- **GIVEN RECORDS**
....
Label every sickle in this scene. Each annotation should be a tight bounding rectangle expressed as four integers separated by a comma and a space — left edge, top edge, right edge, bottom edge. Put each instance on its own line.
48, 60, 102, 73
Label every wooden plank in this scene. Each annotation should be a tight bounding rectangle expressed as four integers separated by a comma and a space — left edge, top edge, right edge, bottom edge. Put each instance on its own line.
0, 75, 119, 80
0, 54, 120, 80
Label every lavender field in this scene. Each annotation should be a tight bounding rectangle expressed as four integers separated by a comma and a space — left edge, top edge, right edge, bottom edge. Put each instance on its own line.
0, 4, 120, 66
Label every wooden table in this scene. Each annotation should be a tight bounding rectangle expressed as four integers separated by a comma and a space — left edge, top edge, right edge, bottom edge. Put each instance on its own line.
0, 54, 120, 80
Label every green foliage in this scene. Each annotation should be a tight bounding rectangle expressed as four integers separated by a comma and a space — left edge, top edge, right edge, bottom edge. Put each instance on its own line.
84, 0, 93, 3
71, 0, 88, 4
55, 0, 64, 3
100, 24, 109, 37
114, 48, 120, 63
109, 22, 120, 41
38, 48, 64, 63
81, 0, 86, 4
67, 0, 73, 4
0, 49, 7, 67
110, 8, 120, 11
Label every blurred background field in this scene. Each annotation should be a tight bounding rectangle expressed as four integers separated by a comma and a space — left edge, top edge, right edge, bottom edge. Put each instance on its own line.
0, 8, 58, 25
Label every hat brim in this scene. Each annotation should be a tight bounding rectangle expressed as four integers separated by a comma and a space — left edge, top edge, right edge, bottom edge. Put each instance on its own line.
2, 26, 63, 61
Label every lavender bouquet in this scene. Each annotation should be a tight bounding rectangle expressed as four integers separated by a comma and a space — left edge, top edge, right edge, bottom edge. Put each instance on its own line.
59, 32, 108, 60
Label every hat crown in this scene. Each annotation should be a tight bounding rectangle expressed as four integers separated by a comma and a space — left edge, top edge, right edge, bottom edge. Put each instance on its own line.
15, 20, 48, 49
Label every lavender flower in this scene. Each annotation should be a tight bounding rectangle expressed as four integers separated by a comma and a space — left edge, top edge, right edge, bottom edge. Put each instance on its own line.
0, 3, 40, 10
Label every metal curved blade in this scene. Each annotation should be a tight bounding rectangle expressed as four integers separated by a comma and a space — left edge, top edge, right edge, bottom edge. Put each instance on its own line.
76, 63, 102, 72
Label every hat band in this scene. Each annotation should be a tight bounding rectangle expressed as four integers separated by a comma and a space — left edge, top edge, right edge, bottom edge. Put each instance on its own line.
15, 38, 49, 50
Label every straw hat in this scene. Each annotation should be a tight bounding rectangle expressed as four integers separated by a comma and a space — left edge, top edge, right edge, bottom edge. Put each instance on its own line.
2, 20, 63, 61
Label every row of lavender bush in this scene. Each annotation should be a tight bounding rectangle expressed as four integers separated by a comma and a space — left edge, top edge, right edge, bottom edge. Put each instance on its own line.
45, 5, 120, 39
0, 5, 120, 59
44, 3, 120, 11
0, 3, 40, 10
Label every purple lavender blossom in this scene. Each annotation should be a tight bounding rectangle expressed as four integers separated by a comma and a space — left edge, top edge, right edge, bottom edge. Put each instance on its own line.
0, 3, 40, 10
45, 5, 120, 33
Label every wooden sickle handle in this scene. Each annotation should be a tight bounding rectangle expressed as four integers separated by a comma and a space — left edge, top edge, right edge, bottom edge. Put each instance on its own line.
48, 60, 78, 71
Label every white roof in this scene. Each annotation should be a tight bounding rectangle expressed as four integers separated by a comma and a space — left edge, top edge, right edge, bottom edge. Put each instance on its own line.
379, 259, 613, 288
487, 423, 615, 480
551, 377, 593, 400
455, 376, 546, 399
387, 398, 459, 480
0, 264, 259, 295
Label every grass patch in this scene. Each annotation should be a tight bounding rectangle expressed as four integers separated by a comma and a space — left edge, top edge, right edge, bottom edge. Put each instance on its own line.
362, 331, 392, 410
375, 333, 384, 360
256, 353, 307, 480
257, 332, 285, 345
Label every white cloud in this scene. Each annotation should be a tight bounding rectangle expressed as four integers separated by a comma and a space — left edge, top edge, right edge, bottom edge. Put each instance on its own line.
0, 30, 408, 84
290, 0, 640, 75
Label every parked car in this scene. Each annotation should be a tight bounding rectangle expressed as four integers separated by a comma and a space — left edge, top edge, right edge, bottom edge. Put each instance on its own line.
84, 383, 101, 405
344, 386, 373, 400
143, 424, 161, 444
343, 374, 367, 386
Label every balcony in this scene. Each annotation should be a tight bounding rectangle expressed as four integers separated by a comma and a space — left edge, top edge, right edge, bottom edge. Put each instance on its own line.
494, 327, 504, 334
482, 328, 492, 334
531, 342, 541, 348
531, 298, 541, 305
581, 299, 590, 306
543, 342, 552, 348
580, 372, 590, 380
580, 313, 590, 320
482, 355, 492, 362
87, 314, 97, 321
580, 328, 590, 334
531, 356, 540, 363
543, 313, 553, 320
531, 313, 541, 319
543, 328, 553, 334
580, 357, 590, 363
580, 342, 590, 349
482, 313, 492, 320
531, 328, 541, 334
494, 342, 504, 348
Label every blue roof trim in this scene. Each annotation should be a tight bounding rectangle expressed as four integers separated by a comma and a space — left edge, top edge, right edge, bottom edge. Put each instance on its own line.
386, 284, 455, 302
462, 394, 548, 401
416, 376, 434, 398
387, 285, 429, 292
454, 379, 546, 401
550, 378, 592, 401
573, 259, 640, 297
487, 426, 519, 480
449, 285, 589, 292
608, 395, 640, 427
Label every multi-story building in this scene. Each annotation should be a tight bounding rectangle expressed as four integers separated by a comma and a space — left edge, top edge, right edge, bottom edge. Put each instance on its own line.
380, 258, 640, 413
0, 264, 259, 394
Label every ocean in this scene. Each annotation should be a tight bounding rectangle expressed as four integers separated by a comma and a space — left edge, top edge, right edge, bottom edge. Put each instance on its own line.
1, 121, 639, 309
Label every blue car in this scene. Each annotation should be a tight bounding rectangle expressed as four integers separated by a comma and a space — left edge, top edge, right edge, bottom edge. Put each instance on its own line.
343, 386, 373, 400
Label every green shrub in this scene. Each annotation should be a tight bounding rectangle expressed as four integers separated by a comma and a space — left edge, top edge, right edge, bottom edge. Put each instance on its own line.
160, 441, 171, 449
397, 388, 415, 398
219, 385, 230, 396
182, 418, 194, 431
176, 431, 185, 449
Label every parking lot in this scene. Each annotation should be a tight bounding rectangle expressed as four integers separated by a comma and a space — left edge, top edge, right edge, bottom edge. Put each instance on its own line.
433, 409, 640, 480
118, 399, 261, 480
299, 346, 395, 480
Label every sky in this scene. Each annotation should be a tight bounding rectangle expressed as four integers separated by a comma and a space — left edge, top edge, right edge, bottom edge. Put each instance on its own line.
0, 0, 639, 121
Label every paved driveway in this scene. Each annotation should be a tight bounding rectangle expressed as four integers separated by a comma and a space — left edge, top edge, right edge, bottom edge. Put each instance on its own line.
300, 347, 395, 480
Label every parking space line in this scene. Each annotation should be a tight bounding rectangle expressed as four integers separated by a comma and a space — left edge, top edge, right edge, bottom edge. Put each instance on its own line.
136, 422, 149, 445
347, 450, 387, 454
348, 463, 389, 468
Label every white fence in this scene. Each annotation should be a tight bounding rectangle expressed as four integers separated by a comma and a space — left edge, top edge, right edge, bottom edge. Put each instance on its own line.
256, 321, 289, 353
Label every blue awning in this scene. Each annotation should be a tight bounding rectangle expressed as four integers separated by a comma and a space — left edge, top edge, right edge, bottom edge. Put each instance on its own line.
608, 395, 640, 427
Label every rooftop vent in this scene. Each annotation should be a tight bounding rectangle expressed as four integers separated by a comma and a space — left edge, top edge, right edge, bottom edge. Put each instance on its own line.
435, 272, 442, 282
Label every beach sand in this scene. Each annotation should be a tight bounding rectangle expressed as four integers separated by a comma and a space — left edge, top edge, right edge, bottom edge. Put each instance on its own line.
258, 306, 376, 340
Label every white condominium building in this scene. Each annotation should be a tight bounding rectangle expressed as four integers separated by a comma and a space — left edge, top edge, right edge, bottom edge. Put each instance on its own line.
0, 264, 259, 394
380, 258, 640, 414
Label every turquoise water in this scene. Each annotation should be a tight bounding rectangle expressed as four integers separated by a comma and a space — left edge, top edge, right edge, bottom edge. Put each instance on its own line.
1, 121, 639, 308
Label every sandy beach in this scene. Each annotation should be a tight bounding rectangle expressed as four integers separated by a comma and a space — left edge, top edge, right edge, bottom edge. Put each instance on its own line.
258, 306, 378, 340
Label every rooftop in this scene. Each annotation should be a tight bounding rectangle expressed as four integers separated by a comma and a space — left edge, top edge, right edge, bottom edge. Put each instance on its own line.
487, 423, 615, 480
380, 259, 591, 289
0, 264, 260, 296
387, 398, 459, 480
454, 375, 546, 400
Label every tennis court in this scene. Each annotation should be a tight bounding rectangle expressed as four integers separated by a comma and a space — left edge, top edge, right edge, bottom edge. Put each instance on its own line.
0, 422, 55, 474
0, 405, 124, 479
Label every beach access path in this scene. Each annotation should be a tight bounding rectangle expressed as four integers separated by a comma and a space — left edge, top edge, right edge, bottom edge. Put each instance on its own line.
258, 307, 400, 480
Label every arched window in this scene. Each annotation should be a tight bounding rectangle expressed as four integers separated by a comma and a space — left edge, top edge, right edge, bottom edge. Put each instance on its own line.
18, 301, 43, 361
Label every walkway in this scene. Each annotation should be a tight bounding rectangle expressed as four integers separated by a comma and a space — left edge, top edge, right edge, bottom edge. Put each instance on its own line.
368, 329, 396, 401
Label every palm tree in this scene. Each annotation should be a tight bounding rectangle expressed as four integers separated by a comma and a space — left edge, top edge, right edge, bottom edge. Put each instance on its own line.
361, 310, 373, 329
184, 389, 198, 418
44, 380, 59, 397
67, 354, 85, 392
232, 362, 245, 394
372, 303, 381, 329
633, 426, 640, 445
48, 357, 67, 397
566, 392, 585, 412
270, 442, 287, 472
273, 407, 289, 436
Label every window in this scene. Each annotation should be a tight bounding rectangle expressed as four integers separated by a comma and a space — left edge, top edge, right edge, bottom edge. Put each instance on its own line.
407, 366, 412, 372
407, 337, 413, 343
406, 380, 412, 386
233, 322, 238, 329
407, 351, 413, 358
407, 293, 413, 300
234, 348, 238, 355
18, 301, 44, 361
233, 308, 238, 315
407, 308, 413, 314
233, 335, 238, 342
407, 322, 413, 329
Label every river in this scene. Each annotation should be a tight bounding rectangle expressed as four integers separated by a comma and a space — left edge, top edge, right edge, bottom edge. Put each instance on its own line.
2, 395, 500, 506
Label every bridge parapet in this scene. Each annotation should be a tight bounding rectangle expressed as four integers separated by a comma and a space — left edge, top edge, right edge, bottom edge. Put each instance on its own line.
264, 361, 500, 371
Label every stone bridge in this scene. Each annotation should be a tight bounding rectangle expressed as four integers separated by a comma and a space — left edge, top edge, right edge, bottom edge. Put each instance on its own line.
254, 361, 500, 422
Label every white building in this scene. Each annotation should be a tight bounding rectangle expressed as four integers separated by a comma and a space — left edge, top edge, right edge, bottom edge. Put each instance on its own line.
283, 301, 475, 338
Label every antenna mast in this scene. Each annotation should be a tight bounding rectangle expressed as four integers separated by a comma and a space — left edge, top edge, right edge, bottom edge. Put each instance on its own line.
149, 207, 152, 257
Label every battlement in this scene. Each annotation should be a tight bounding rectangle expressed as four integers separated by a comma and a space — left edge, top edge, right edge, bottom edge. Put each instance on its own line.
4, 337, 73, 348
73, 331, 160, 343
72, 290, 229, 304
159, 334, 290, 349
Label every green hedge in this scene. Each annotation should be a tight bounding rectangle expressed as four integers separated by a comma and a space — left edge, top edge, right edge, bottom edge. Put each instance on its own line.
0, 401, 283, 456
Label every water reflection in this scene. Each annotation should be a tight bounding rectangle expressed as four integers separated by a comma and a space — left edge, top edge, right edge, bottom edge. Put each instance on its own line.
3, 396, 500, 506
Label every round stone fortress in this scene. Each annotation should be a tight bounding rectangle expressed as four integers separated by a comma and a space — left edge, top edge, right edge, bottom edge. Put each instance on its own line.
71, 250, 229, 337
....
- **PROBLEM STATEMENT**
From the line holding "Label every round" down to the last line of the records above, restate each line exactly as written.

- **EXERCISE OUTPUT**
Label every round stone fortress in this scene. Each annotation should be a tight bounding rectangle expressed as four integers separated by a comma and a space — left edge, top edge, right edge, bottom edge. Put each instance on its own line.
71, 250, 229, 337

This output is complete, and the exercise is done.